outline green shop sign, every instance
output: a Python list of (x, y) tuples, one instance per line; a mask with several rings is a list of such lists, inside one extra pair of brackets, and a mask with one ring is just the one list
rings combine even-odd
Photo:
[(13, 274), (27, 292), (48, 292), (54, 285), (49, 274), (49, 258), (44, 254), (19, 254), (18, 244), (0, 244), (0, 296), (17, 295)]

Task objective —
Return every line of the material above word for word, with nothing changed.

Answer below —
outline green shop sign, every instance
output: a Python list of (x, y) tuples, one instance per line; a mask with several rings is a list of such lists, inside one extra pair of brackets, and a mask with one ring is just the one list
rings combine even-odd
Photo:
[(13, 274), (27, 292), (48, 292), (54, 285), (49, 274), (49, 258), (44, 254), (19, 254), (18, 244), (0, 244), (0, 296), (17, 295)]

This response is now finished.